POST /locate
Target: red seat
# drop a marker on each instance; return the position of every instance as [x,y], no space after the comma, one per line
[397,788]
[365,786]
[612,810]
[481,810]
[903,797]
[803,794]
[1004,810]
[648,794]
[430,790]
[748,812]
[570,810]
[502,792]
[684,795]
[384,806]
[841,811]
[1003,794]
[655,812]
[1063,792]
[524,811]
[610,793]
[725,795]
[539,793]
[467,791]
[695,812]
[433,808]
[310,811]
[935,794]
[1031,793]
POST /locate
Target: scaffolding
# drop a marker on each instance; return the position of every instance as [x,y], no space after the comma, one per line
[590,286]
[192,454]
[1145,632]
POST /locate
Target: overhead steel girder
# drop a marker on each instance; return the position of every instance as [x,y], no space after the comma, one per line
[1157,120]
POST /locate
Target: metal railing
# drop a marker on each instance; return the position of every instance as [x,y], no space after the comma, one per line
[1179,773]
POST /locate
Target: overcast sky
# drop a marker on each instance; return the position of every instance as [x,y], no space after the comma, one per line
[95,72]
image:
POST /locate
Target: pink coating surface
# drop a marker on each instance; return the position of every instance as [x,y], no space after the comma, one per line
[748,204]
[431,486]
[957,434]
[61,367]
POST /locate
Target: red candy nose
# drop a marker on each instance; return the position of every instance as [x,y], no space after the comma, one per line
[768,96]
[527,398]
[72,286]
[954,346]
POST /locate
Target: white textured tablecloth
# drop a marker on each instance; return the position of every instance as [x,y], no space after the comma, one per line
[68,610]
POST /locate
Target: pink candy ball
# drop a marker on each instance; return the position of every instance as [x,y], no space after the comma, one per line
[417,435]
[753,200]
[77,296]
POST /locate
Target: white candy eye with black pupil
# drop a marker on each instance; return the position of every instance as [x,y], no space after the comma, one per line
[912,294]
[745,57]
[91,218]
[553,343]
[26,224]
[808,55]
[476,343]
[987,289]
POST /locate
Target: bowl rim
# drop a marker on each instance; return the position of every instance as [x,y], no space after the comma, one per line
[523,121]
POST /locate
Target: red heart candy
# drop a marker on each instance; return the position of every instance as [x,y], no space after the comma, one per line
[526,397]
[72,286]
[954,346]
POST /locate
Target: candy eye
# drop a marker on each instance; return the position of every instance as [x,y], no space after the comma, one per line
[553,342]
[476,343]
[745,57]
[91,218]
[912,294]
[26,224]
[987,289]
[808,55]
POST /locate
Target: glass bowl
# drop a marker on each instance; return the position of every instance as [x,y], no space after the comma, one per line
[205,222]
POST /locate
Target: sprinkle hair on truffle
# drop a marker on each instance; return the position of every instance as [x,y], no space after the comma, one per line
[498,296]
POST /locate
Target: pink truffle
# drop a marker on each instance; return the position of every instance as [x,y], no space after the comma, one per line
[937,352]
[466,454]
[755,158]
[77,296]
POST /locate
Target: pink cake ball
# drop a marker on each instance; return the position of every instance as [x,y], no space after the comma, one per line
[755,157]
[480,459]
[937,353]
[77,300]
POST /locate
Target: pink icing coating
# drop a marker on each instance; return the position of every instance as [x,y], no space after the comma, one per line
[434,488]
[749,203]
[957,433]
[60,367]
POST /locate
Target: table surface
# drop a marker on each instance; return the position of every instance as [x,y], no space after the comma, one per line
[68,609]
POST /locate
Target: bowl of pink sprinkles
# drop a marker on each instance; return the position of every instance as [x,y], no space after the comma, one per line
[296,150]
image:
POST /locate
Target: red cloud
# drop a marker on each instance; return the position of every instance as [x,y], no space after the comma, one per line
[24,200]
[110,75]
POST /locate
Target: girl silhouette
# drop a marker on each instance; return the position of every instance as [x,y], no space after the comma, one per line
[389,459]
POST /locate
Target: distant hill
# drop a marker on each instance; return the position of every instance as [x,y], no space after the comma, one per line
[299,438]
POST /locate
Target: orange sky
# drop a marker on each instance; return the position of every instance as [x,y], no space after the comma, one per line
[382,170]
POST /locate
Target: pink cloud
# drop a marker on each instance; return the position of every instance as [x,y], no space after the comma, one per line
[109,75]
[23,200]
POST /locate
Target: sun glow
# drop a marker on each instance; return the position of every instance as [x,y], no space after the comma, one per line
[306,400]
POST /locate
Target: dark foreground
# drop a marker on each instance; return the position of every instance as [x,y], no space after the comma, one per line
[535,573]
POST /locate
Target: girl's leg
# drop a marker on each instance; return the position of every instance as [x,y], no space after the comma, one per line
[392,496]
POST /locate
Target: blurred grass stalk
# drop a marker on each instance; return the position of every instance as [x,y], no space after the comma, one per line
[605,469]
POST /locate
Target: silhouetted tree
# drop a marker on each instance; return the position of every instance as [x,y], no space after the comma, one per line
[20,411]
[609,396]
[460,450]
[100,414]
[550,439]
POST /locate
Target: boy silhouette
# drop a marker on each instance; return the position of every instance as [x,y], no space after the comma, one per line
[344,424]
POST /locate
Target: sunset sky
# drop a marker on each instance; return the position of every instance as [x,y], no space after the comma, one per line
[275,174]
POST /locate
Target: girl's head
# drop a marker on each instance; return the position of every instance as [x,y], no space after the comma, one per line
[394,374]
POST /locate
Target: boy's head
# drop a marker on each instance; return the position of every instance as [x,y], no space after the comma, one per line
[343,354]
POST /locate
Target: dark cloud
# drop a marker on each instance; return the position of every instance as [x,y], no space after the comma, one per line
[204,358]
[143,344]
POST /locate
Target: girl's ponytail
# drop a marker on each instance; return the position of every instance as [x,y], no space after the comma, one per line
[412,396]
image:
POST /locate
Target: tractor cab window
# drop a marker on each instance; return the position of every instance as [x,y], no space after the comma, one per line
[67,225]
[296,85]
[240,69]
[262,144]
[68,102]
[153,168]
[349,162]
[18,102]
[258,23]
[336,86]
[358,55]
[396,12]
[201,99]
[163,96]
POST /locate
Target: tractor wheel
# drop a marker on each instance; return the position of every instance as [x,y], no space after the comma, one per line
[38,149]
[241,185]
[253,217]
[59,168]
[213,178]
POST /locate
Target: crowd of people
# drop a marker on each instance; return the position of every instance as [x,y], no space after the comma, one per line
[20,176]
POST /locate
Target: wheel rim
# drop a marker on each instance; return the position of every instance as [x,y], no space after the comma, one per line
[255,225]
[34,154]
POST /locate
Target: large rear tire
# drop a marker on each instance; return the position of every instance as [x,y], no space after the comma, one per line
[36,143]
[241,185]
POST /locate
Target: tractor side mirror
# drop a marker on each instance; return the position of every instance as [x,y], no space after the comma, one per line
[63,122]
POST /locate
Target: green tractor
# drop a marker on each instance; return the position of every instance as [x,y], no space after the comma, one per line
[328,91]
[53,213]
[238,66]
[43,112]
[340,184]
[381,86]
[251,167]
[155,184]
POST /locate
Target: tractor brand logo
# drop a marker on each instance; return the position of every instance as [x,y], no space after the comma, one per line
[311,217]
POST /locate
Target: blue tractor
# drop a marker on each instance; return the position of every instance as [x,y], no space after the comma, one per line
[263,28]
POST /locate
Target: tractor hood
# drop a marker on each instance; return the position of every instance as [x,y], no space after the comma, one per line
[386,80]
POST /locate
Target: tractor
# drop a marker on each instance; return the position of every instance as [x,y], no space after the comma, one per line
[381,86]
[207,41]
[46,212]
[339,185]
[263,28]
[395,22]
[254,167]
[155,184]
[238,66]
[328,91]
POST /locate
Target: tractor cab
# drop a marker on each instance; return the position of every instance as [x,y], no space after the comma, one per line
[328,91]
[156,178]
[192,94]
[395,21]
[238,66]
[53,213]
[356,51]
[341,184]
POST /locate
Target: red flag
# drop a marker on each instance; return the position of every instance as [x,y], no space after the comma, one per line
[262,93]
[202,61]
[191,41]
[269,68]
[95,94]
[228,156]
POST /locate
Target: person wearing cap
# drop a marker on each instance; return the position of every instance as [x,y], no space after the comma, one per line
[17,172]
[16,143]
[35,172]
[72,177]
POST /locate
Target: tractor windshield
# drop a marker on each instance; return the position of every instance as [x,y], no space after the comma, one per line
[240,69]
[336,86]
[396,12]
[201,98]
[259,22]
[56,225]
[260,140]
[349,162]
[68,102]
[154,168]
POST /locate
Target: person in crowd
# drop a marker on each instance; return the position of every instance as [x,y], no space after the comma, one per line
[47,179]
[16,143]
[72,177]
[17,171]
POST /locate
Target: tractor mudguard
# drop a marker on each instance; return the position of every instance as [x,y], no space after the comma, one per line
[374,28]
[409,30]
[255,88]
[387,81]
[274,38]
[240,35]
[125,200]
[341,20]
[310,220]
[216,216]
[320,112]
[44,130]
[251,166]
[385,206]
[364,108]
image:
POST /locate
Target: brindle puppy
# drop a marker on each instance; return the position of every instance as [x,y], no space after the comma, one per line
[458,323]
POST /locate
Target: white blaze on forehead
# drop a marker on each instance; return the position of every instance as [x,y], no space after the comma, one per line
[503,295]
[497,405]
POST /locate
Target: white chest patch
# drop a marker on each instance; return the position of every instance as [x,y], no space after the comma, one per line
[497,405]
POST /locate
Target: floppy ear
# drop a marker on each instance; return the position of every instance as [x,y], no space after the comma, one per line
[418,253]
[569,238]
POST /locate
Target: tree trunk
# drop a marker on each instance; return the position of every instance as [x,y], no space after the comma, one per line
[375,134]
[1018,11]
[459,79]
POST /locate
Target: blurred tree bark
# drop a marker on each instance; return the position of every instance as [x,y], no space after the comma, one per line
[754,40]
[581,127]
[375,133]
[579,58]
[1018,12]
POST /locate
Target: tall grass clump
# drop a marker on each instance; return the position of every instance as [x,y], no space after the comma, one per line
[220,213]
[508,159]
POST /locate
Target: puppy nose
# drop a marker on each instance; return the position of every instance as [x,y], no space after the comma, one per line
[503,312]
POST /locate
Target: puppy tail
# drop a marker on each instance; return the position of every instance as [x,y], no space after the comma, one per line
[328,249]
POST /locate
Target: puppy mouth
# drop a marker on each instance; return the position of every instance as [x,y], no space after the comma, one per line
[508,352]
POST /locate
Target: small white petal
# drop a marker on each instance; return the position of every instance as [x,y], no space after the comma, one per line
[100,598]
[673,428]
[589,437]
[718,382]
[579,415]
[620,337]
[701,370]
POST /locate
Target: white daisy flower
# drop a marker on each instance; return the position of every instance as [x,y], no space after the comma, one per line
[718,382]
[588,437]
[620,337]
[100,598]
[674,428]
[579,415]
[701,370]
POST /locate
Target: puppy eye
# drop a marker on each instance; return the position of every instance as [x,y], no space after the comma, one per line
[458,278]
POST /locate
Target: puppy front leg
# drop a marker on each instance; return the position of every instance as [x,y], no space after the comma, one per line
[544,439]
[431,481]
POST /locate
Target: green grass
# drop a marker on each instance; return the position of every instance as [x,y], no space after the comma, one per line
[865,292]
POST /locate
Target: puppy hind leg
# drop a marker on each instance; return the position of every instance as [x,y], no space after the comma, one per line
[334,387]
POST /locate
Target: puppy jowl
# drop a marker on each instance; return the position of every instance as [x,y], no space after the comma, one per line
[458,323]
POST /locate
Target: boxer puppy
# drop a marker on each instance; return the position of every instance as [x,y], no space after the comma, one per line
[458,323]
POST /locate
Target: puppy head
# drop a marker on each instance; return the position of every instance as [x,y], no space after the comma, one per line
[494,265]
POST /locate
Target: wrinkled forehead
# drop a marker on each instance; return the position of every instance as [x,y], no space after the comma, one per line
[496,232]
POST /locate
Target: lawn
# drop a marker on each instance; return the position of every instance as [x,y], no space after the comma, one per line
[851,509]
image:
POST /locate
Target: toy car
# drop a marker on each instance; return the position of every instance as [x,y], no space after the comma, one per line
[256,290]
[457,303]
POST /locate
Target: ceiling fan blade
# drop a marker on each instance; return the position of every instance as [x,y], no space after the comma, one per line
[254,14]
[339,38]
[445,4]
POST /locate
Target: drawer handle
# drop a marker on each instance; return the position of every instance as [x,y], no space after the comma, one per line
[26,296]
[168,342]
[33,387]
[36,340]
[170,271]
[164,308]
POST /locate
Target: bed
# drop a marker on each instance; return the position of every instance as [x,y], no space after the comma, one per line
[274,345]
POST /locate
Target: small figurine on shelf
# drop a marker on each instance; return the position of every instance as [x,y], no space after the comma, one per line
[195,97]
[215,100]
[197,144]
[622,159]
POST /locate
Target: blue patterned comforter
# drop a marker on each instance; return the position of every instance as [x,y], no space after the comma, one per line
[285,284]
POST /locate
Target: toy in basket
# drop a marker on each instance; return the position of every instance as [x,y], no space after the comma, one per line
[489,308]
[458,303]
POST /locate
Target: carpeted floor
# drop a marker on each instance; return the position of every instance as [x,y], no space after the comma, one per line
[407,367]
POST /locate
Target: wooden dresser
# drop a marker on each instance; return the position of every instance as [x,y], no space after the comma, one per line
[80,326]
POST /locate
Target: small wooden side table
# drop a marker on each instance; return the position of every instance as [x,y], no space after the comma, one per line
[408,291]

• • • • •

[THE TASK]
Return every line of the entries above that contains the string "coating", matching case exactly.

[EXERCISE RESPONSE]
Target: pink coating surface
Target: pink icing coating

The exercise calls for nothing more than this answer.